## [Brief A]
Could you echo back, word for word, everything in the remembrance of John Spencer from "I first met" down to "the general community."?
## [Brief B]
In the remembrance of John Spencer, why did AIDS put a fear in the gay community? Answer in one to three sentences.
## [Brief C]
How might the remembrance of John Spencer go on after its last sentence? Write the next part.

Sweet dreams John. You will be missed.

Michael Yoder

John Spencer

I first met John Spencer in the early 80's when we were both fairly new to Victoria. There was a small gay community centered mainly around the bar and a small impromptu café. Our paths crossed frequently.

By 1985 the news that the "mysterious gay disease" that had hit mainly New York City and San Francisco and was call AIDS was spreading to other centers including Vancouver and Toronto. It was thought to be an incurable disease of unknown origins but was "attributed" to gay men and their sexual activity. It put a fear in the gay community and provoked large scale misunderstanding and often homophobic reactions from the general community.

## [Given records]
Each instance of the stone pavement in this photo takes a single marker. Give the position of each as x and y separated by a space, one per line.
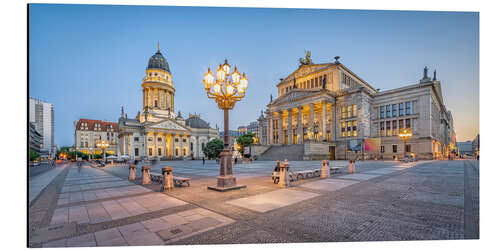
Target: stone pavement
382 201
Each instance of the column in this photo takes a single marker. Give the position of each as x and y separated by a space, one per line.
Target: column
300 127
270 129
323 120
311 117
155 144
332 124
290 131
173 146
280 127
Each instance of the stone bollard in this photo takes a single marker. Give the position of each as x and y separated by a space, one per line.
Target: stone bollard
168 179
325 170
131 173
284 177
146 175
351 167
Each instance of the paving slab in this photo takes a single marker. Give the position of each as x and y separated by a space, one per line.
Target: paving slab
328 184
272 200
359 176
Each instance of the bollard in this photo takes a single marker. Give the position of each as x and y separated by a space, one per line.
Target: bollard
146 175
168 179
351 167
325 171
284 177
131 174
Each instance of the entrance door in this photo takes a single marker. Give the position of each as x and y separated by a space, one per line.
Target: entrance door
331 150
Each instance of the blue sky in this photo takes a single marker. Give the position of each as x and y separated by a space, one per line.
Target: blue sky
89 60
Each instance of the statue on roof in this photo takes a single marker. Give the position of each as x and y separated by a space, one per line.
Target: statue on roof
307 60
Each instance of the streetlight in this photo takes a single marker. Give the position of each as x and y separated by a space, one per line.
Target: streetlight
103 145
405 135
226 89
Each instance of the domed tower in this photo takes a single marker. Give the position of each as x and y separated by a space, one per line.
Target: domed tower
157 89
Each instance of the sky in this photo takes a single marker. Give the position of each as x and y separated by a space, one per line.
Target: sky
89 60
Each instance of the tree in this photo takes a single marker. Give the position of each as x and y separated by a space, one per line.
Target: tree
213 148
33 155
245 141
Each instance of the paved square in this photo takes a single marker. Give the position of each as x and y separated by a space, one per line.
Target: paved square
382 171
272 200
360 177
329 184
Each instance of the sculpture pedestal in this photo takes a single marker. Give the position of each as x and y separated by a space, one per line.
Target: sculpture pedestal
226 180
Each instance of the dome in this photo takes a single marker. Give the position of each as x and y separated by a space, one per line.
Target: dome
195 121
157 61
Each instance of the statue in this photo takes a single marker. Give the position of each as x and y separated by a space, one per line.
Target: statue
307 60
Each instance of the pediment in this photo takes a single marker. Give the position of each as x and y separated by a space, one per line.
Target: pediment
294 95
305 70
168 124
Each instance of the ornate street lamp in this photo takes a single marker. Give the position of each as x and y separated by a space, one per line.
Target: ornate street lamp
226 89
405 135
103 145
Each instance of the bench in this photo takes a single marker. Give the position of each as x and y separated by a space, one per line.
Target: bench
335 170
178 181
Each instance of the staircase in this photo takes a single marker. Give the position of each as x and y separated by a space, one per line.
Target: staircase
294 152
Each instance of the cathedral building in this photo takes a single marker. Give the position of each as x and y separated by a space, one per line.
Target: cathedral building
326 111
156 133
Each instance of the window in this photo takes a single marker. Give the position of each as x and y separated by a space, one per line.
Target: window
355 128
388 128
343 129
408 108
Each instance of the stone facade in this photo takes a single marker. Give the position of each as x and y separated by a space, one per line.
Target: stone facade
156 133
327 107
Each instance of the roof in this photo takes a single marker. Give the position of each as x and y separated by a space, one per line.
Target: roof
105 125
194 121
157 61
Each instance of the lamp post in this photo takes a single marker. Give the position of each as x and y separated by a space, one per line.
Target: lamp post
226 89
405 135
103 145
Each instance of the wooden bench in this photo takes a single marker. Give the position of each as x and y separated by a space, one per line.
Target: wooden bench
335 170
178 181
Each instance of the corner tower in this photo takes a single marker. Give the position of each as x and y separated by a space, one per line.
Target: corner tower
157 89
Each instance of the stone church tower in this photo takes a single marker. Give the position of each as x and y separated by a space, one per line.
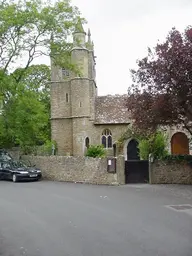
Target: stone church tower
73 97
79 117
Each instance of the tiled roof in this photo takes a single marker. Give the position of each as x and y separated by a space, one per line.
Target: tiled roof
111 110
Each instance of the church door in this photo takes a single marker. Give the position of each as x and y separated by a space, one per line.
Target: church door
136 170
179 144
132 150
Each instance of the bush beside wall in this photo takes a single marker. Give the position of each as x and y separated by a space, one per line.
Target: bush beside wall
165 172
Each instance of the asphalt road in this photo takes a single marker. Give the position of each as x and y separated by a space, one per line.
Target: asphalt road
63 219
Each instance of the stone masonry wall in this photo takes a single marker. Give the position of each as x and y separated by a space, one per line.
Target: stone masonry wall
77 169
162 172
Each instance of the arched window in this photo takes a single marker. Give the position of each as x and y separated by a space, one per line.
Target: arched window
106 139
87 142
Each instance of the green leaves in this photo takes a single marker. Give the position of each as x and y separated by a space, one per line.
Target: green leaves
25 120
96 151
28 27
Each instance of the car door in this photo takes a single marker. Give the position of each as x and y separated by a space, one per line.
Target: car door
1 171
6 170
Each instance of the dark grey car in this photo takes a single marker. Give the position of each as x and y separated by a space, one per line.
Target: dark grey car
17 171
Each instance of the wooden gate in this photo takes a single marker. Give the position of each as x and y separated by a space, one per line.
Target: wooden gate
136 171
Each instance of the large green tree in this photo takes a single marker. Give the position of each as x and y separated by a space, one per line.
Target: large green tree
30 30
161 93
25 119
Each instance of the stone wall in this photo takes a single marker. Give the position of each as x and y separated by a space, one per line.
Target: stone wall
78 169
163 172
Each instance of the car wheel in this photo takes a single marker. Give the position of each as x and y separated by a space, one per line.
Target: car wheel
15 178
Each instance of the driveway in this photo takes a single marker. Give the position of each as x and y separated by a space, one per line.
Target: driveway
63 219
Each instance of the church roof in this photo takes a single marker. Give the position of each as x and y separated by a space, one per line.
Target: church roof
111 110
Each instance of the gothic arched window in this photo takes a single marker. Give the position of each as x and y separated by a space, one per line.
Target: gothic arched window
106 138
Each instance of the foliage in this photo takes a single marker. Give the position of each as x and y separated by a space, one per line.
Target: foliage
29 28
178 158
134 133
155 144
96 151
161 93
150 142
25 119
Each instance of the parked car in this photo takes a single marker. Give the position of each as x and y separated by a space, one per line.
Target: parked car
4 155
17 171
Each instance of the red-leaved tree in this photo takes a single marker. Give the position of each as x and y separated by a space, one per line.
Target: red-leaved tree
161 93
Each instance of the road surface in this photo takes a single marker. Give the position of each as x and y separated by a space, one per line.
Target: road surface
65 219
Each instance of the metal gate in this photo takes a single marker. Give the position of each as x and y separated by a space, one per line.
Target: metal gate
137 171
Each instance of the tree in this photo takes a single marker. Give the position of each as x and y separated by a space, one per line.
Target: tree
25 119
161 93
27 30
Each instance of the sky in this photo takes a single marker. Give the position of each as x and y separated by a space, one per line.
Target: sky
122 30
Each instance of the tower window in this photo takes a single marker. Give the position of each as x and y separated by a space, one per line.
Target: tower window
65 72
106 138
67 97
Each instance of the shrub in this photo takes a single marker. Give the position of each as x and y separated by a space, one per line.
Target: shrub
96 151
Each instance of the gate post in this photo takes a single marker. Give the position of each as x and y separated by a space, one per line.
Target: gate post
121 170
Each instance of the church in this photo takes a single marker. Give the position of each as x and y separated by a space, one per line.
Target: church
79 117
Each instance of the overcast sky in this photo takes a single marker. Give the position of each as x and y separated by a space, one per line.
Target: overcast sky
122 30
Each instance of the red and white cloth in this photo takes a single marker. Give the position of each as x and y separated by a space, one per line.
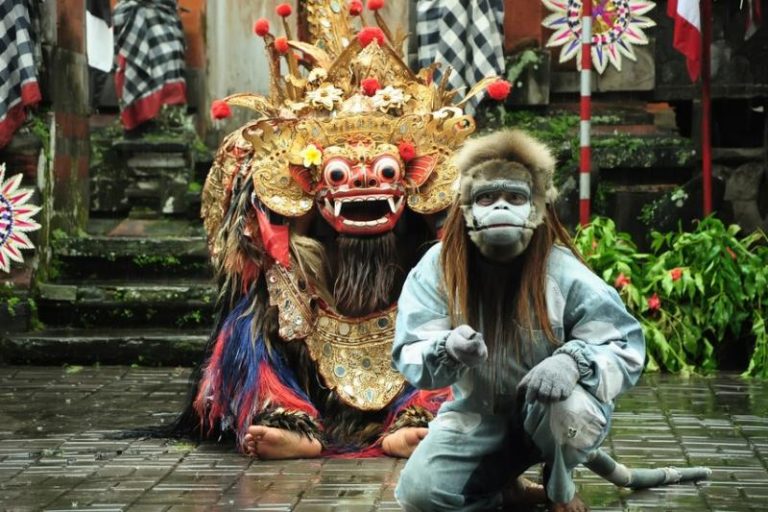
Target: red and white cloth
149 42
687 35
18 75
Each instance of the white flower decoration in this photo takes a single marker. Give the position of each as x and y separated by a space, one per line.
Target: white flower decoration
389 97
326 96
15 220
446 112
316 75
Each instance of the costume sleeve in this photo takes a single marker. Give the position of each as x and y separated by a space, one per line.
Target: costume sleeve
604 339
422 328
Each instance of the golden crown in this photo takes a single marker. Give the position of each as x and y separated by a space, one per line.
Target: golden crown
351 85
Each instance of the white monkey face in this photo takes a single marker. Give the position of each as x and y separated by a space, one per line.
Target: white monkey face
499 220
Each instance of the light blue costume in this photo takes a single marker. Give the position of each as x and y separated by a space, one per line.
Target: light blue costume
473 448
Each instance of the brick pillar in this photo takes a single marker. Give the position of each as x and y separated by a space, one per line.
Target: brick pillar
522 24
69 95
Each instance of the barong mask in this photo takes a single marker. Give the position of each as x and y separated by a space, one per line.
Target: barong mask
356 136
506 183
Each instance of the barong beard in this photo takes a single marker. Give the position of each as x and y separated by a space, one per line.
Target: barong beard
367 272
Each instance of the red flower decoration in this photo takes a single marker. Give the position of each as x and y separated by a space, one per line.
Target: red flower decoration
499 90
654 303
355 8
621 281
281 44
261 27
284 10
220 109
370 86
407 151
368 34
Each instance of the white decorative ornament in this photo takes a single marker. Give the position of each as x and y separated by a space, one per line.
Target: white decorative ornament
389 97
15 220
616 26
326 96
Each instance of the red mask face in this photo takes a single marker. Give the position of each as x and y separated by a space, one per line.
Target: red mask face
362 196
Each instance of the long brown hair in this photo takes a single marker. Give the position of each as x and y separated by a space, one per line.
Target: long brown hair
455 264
--
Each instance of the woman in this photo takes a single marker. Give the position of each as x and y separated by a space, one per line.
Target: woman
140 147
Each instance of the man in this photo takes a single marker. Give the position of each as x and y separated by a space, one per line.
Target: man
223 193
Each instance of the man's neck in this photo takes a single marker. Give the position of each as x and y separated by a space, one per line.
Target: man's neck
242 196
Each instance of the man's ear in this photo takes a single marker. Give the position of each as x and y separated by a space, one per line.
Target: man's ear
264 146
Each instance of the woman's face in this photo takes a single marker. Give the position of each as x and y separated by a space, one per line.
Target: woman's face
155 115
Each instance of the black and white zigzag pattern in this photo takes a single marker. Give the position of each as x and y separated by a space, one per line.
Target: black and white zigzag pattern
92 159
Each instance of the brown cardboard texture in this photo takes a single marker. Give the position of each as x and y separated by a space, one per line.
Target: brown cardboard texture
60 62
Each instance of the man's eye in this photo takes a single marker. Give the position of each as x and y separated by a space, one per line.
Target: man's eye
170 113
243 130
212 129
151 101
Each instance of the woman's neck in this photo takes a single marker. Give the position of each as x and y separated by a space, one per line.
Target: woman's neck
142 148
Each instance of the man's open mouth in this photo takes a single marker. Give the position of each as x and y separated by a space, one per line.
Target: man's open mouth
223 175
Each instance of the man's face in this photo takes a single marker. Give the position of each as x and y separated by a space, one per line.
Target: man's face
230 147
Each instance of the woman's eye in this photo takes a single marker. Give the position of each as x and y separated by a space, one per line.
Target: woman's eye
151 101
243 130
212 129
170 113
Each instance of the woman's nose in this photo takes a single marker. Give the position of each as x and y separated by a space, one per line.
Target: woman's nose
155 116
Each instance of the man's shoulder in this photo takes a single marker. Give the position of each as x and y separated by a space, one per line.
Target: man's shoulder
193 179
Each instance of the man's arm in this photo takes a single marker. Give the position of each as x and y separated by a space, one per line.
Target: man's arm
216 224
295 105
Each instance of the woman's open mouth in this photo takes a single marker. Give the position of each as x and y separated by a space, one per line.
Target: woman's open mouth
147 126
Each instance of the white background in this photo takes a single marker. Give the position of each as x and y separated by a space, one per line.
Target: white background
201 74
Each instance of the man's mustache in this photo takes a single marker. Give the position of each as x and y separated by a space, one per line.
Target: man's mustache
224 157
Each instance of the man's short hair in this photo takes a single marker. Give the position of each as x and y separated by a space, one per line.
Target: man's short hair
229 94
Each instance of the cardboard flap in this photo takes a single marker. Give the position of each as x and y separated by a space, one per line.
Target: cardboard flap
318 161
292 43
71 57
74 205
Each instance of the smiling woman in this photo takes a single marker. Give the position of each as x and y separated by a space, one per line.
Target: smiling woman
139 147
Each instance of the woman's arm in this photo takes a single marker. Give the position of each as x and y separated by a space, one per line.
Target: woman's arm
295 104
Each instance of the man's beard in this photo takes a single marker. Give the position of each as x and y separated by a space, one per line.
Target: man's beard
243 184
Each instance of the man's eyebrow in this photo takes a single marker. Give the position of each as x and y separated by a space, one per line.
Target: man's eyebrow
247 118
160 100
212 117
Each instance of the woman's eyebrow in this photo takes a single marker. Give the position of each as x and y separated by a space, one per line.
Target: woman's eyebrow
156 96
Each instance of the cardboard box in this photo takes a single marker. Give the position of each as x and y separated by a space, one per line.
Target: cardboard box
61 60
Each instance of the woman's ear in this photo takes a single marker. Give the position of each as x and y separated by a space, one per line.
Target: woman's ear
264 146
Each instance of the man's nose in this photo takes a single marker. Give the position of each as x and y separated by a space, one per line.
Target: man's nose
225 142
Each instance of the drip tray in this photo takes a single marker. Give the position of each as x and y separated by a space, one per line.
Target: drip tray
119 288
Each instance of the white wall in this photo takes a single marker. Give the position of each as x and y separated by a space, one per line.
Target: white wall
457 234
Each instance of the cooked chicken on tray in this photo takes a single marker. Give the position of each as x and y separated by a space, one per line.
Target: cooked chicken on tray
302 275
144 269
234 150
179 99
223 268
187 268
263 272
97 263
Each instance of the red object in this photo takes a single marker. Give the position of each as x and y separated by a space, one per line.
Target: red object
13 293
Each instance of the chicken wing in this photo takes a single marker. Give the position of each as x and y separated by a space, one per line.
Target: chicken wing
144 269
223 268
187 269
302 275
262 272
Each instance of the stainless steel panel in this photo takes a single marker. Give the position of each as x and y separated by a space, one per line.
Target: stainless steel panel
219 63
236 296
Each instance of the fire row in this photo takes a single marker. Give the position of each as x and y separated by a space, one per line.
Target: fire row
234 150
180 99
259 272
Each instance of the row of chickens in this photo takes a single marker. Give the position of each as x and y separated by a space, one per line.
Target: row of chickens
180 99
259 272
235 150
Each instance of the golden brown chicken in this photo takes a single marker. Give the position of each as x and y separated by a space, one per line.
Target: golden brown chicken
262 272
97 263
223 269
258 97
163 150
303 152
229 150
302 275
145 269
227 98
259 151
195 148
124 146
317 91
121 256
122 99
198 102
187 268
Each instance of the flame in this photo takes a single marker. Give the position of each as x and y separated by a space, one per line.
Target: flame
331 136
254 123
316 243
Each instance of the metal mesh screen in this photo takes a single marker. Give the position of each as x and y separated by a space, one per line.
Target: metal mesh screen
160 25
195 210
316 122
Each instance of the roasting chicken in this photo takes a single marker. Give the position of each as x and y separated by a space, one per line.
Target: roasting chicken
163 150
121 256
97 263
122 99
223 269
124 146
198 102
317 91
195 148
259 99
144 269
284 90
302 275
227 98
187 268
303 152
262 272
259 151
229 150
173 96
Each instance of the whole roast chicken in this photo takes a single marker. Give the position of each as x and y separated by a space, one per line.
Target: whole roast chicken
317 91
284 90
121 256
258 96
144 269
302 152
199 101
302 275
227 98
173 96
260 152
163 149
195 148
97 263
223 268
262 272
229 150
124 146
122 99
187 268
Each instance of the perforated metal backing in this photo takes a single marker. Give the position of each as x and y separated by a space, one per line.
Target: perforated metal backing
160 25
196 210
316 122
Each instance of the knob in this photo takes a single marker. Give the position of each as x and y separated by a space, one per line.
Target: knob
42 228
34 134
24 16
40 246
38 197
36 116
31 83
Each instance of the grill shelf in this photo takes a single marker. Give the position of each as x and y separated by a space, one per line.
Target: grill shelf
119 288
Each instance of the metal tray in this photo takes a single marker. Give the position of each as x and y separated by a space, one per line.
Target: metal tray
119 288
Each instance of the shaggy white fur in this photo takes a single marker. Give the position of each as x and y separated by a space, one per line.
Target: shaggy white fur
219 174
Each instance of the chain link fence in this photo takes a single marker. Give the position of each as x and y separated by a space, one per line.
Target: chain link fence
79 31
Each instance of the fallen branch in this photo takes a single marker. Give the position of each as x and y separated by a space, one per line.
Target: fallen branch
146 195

## [Response box A]
I first met John Spencer in the early 80's when we were both fairly new to Victoria. There was a small gay community centered mainly around the bar and a small impromptu café. Our paths crossed frequently.

By 1985 the news that the "mysterious gay disease" that had hit mainly New York City and San Francisco and was call AIDS was spreading to other centers including Vancouver and Toronto. It was thought to be an incurable disease of unknown origins but was "attributed" to gay men and their sexual activity. It put a fear in the gay community and provoked large scale misunderstanding and often homophobic reactions from the general community.

## [Response box B]
AIDS was thought to be an incurable disease of unknown origins. It was also "attributed" to gay men and their sexual activity.

## [Response box C]
John had been partners with one of the first men in BC to be diagnosed. My close friend, Roy Salonin, shocked me one hot August afternoon by showing me his Kaposi Sarcoma scars which lead to his doctor diagnosing his AIDS "condition". John also knew Roy, as well as two other gay men, Wayne Cook, an RN and Grant Sullivan, a social worker. The five of us were individually angry at the lack of services, information and at the mis-education amongst the public. We decided something needed to be done in Victoria and John convened us to meet around his kitchen table in the house he shared with Claude on Begby Street. Weeks later, we had incorporated AIDS Vancouver Island and opened a help line which we manned nightly from each of our homes, thanks to call forwarding.

John was a very active volunteer member of our board and provided tons of important insight, thoughtfulness and leadership to our fledgling organization. We had lots of struggles, a few triumphs, and, thanks to John, who made sure we had fun along the way. Besides his caring and dedicated ways, he was one of the funniest guys I have ever had the privilege of knowing - and God knows, we needed a little bit of levity in our otherwise challenging mission of making a difference within the AIDS community and the broader public including the health care environment. John hosted a garage sale after we lost Roy, our first "founder" to die, with outrageous drag outfits, drawing lots of attention from the busy passerby traffic.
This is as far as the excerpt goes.